__PROMPT__:
Could you repeat word for word only the lines from the one containing "Mark one point per instance of the rusty" to the last line of the data below?

Referring expression pointing data:
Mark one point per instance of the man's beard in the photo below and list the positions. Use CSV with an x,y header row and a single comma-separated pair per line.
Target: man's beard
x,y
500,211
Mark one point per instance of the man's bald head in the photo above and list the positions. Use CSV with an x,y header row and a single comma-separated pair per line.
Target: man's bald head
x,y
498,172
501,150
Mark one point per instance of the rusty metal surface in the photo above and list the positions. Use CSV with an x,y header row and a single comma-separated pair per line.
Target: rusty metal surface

__EXPECTED ANSWER__:
Mark one point per instance of the rusty metal surface in the photo above and list the positions. Use CSV with an x,y header row and a single comma-separated pair per line.
Target: rusty metal surface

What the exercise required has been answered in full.